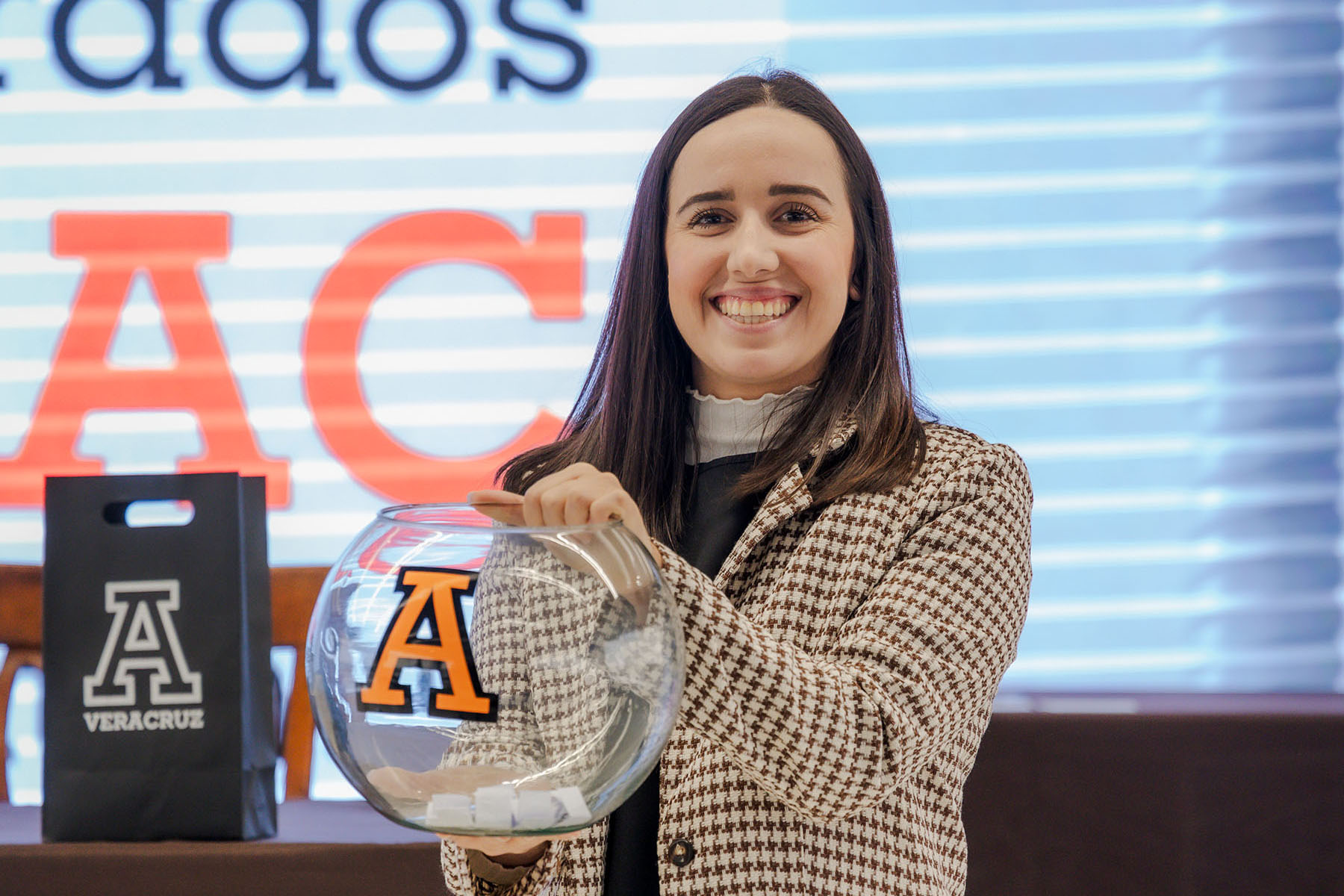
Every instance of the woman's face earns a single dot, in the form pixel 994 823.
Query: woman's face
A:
pixel 759 250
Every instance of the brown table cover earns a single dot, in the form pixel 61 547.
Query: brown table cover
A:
pixel 323 848
pixel 1142 798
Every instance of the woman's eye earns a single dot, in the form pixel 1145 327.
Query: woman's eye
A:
pixel 707 218
pixel 799 215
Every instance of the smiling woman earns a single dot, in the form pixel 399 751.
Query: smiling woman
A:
pixel 851 579
pixel 759 265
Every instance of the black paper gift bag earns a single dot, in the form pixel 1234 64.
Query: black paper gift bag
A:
pixel 156 655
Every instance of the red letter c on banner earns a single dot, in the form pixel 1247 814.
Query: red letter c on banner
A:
pixel 549 269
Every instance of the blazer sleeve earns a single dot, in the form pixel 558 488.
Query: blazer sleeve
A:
pixel 913 671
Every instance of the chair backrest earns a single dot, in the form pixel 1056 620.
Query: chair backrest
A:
pixel 293 591
pixel 20 630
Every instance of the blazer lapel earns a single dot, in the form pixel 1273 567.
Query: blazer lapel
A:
pixel 788 497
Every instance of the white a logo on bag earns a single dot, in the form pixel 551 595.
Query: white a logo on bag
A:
pixel 141 644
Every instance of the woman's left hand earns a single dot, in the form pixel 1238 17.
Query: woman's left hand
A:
pixel 576 496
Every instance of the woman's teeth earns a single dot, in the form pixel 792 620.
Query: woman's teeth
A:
pixel 747 311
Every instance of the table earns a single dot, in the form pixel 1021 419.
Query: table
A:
pixel 323 848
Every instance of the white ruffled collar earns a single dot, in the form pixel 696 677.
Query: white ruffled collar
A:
pixel 725 428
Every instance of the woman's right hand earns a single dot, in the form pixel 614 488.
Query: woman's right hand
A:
pixel 510 852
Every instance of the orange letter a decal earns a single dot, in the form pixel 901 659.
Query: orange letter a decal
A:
pixel 435 598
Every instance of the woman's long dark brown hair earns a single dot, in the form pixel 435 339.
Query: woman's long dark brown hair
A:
pixel 632 417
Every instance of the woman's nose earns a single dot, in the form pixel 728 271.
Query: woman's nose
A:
pixel 753 252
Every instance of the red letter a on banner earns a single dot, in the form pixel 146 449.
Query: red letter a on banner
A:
pixel 168 247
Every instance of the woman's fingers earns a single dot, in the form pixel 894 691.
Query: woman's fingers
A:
pixel 576 496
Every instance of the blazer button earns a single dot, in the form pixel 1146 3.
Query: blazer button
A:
pixel 680 853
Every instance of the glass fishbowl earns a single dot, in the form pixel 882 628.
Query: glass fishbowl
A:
pixel 473 677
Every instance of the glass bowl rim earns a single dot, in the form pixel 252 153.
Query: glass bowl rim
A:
pixel 388 514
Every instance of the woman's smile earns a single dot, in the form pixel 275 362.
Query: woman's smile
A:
pixel 752 308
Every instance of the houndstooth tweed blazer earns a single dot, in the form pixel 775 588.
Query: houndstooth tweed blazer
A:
pixel 840 672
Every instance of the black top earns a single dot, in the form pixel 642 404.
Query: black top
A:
pixel 714 521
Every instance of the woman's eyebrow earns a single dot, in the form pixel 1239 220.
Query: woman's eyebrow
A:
pixel 796 190
pixel 712 196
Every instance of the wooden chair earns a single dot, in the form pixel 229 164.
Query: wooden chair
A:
pixel 293 590
pixel 20 629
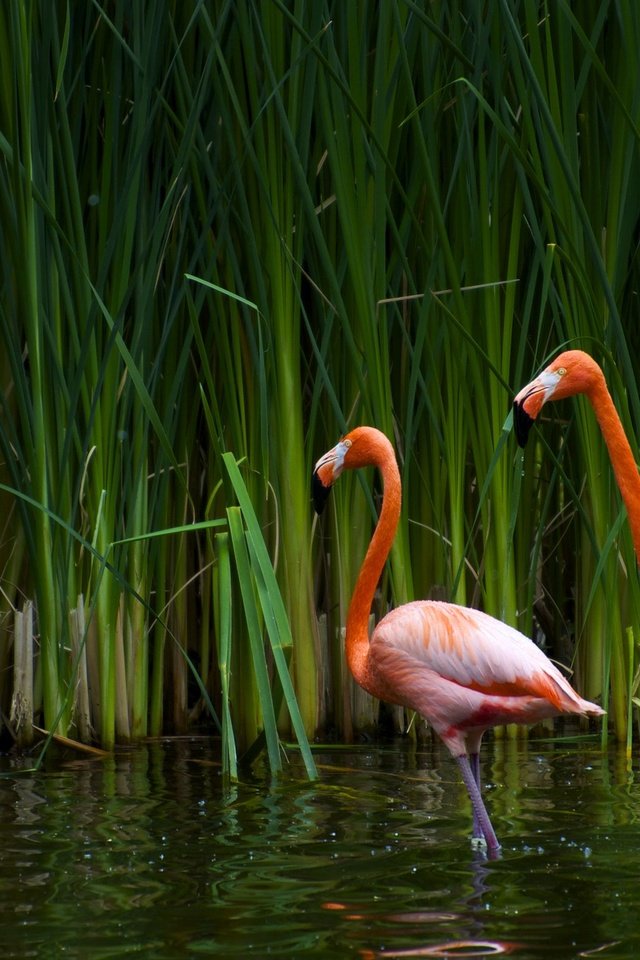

^^^^^^^^^^^^^^^^

** TASK DESCRIPTION **
Copy out the records from the line with "Every instance of the brown" to the line with "pixel 510 852", both lines included, reproducing each line character for character.

** SOLUTION FOR THIS EXERCISE **
Every instance of the brown table cover earns a single dot, in the form pixel 61 547.
Query: brown table cover
A:
pixel 323 848
pixel 1142 798
Every instance of the woman's eye earns a single dot, in the form pixel 1145 327.
Query: woman's eye
A:
pixel 707 218
pixel 799 215
Every instance of the smiling woman earns a single dot, in the form pixel 399 751.
Query: smiling woman
A:
pixel 851 579
pixel 759 265
Every instance of the black paper gift bag earns a single dot, in the form pixel 1234 64.
Query: black paper gift bag
A:
pixel 156 655
Every instance of the red letter c on banner earns a single dot, in the form pixel 1247 814.
Query: red letter c on banner
A:
pixel 549 269
Every instance of the blazer sleeve earns a single dot, in the form pixel 558 488.
Query: blazer sleeve
A:
pixel 913 671
Every instance of the chair backrest earns a single dot, in the form pixel 1056 620.
Query: chair backrest
A:
pixel 293 591
pixel 20 630
Every instance of the blazer lapel earns a single dot, in the form pixel 1273 567.
Query: blazer lapel
A:
pixel 788 497
Every instance of the white a logo on bag earns a single dot, in the form pixel 551 595.
Query: white a logo on bag
A:
pixel 141 644
Every instance of the woman's left hand earns a single dot, in the form pixel 1238 17.
Query: woman's left hand
A:
pixel 576 496
Every instance of the woman's teeth earns a single dot, in the form pixel 792 620.
Query: woman's teeth
A:
pixel 747 311
Every instance of the table earns a single dot, in the form pixel 1021 419.
Query: table
A:
pixel 323 848
Every instance of the white ruffled collar earns a single dot, in the form pixel 696 677.
Query: white ruffled collar
A:
pixel 725 428
Every instance of the woman's right hand earns a single dot, in the form pixel 614 488.
Query: woman's right hand
A:
pixel 510 852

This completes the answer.